Page extract =
━━━━━━━━━━━━━━━━━━━━

Legal claims defining the scope of protection. Each claim is shown in both the original legal language and a plain English translation.
1. A mouse adjusting device for adjusting a height of a sensing module of a mouse, comprising: a slidable base, slidably disposed at a lower portion of the mouse and formed with at least one ramp portion at a bottom portion of the slidable base; a sensor carrier, raisably and lowerably disposed at the lower portion of the mouse, wherein the sensor carrier accommodates the sensing module, and a top portion of the sensor carrier is formed with at least one block portion configured to abut the respective ramp portion; and an adjusting element having a drive screw and a drive nut, wherein the drive nut is embedded in the slidable base, one end of the drive screw is rotatably exposed outside the mouse, and another end of the drive screw is rotatably engaged to the drive nut; wherein the slidable base is formed with a plurality of through holes, each through hole is an oval-like-shaped hole with a long axis along a horizontal axis, the lower portion of the mouse is formed with a plurality of columns, and the columns respectively pass through the through holes to allow the slidable base to move horizontally about the lower portion of the mouse, and to limit a distance of horizontal movement of the slidable base.

━━━━━━━━━━━━━━━━━━━━

[Records from a collection]
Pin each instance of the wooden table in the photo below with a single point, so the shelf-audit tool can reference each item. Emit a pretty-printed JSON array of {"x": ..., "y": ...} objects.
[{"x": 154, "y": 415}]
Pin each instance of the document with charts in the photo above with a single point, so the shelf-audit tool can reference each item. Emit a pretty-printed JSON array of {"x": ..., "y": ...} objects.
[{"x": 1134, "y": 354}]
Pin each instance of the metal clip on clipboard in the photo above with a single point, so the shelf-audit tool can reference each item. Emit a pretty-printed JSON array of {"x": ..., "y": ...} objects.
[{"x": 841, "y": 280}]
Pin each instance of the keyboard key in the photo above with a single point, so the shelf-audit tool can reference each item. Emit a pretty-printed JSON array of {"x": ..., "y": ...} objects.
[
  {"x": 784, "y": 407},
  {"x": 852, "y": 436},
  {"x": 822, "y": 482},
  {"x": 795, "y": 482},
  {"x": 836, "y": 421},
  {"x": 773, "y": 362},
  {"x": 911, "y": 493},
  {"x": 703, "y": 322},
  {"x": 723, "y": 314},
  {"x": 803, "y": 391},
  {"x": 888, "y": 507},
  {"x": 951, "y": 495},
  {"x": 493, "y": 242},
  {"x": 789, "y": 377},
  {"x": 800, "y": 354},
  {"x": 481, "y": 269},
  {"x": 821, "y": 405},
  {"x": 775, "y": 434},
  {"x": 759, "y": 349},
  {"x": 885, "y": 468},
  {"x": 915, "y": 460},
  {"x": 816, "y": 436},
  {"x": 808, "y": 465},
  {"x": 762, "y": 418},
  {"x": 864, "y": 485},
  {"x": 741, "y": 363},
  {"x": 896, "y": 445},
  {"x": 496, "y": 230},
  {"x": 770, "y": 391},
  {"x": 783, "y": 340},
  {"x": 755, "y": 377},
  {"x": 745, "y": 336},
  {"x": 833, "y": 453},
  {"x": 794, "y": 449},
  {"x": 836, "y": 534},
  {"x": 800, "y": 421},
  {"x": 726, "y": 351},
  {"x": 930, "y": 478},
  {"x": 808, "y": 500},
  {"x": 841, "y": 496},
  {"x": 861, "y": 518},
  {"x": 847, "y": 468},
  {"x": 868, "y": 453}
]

━━━━━━━━━━━━━━━━━━━━

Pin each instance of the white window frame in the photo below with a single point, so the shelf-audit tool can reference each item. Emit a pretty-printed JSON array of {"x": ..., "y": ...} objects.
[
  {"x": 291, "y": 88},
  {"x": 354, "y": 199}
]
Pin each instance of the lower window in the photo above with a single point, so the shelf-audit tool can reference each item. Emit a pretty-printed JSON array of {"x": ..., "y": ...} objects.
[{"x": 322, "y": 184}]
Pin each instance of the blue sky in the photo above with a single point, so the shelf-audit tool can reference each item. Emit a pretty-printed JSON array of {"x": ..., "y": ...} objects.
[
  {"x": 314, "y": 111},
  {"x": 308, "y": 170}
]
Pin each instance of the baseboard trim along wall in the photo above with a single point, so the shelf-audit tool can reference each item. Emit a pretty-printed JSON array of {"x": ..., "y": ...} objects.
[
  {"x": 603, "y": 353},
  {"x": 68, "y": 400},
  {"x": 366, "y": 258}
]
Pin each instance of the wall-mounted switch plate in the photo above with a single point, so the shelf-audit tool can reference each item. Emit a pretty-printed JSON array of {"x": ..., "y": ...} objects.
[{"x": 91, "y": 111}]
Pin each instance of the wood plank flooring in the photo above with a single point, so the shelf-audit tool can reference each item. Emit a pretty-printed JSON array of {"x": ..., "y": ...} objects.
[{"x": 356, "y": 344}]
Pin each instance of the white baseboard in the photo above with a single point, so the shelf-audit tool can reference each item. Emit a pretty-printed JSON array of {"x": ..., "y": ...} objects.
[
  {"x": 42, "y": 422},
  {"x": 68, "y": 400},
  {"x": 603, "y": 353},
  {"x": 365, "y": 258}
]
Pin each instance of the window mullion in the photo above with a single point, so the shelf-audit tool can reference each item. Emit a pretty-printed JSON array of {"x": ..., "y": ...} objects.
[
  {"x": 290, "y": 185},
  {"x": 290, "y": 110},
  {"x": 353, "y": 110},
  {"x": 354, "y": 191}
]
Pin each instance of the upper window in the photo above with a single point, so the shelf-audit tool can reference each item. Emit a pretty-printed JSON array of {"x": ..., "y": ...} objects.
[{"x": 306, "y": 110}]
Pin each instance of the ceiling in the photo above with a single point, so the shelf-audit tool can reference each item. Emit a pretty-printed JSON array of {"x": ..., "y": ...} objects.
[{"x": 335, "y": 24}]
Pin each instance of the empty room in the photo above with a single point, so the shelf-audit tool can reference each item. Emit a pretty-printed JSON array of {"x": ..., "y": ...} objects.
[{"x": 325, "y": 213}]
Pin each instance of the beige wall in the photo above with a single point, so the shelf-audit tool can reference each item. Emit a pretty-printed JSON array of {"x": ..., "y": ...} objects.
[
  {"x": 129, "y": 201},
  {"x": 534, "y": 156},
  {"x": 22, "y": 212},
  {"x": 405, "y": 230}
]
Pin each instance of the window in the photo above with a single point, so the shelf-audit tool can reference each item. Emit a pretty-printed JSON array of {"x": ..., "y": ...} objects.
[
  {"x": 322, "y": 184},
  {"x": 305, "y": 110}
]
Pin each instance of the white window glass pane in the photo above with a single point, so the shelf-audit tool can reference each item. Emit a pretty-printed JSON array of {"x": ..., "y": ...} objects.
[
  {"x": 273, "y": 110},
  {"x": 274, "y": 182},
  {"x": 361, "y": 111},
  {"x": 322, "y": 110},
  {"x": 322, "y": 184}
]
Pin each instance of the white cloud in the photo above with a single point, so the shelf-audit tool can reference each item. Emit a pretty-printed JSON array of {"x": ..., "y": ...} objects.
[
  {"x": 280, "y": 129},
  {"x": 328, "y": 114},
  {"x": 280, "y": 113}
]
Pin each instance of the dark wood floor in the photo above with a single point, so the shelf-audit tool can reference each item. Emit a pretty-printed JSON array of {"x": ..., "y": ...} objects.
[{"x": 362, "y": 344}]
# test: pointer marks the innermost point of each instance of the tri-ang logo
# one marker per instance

━━━━━━━━━━━━━━━━━━━━

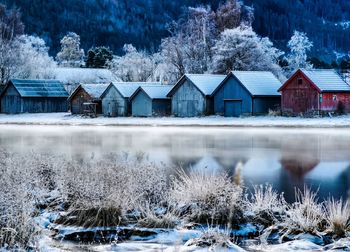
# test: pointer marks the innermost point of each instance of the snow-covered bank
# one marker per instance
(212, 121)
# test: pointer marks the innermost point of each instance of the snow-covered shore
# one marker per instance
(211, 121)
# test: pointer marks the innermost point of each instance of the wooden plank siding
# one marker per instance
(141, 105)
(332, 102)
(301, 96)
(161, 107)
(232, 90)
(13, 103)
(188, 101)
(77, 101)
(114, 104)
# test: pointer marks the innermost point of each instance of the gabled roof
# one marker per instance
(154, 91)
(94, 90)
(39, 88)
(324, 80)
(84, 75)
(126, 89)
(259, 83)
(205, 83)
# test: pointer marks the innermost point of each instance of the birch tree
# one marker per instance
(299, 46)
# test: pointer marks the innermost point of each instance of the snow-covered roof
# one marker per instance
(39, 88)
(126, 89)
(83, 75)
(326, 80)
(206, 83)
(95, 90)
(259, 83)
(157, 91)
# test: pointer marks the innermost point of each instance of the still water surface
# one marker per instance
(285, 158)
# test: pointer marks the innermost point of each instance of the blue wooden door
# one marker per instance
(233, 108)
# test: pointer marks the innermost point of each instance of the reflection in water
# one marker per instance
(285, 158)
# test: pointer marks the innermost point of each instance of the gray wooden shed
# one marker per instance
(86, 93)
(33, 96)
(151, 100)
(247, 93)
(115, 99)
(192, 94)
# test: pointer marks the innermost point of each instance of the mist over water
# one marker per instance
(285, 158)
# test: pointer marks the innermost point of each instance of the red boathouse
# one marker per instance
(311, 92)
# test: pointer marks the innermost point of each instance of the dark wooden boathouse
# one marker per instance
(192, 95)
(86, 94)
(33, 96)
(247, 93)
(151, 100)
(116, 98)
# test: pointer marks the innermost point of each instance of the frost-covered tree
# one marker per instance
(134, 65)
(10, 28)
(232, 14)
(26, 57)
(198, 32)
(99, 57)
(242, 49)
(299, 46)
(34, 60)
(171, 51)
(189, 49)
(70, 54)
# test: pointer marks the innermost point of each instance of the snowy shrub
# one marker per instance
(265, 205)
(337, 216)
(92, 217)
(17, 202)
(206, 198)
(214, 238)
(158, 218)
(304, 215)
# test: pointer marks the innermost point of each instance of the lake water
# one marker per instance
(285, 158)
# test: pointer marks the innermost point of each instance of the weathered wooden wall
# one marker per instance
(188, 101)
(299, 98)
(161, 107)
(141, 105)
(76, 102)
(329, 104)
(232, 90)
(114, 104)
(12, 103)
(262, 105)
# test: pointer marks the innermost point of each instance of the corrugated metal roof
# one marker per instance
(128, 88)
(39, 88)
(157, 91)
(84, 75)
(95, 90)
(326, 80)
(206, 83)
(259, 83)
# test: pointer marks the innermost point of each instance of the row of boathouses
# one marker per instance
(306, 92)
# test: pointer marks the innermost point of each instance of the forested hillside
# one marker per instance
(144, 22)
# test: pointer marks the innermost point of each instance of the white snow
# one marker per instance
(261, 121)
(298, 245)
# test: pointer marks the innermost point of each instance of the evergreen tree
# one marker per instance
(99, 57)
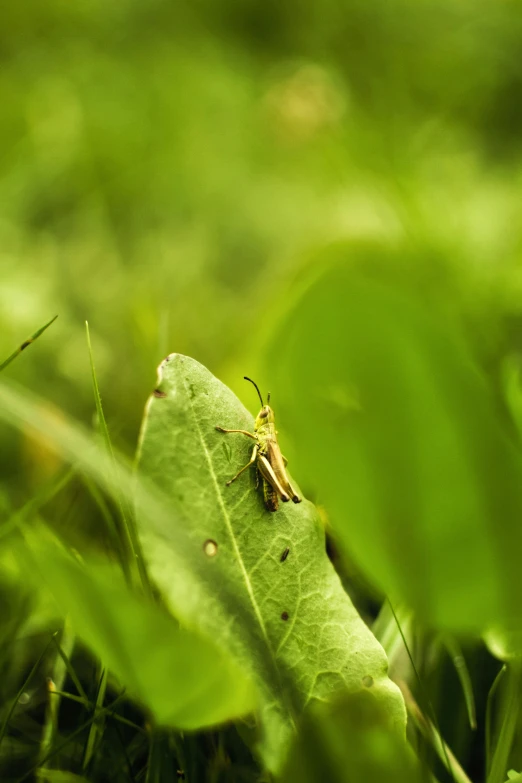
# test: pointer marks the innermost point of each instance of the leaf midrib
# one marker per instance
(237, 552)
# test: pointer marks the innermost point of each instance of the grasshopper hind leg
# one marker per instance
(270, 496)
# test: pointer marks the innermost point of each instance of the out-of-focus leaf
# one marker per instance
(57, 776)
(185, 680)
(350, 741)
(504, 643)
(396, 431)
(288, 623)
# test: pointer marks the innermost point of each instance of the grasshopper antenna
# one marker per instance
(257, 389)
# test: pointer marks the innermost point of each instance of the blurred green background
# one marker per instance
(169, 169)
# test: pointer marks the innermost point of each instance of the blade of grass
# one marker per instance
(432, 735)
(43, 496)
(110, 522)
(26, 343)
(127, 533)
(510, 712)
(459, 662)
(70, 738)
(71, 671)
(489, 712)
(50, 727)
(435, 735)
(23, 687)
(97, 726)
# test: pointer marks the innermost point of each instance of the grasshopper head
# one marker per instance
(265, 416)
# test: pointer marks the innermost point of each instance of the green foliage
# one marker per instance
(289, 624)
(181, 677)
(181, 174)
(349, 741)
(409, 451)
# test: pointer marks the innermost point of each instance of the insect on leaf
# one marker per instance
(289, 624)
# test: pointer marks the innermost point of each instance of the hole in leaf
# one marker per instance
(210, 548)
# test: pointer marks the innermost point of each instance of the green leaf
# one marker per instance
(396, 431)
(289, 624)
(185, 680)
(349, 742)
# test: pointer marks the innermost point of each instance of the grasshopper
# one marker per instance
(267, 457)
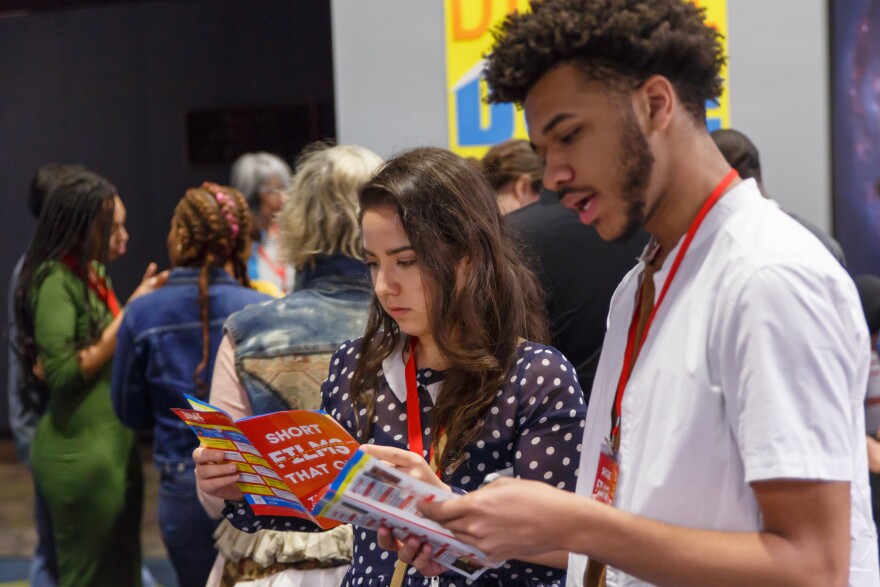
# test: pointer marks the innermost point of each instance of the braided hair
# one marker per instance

━━━━━━━━━━━━━━━━━━━━

What you need to do =
a - In the mouse adjusting device claim, what is the drive nut of the adjusting element embedded in?
b - Name each main component that the mouse adjusting device claim says the device comprises.
c - Carry on the mouse adjusting device claims from where they stop.

Answers to the tasks =
a - The slidable base.

b - A slidable base, a sensor carrier, and an adjusting element.

c -
A mouse includes a mechanism to adjust the height of its sensor. A slidable base moves horizontally inside the mouse and has ramp-shaped surfaces on its bottom. A sensor carrier, holding the sensor, can move up and down and has block-shaped protrusions on its top that touch the ramps. A screw mechanism with a drive screw and nut adjusts the horizontal position of the slidable base; rotating the screw, accessible from outside the mouse, moves the nut, which moves the base. Oval-shaped through holes in the slidable base fit around columns in the mouse, limiting the base's horizontal movement. This horizontal movement of the slidable base causes the sensor carrier to move vertically, adjusting the height of the sensor.
2. The mouse adjusting device according to claim 1 , wherein the ramp portions formed at the bottom portion of the slidable base amount to two and the two ramp portions are parallel, the block portions formed at the top portion of the sensor carrier amount to two and the two block portions are parallel, and the two block portions respectively abut the two ramp portions.
The mouse's height adjustment mechanism, as described with the slidable base, sensor carrier, and screw adjustment, uses two parallel ramp surfaces on the slidable base and two parallel block protrusions on the sensor carrier. Each block protrusion contacts one of the ramp surfaces. This arrangement provides a more stable and even lifting action for the sensor.
3. The mouse adjusting device according to claim 1 , wherein each of the ramp portions has a trapezoid shape.
In the mouse's height adjustment mechanism, as described with the slidable base, sensor carrier, and screw adjustment, the ramp surfaces on the slidable base are trapezoid-shaped.
4. The mouse adjusting device according to claim 1 , wherein each of the block portions is a curved protrusion.
In the mouse's height adjustment mechanism, as described with the slidable base, sensor carrier, and screw adjustment, the block protrusions on the sensor carrier are curved.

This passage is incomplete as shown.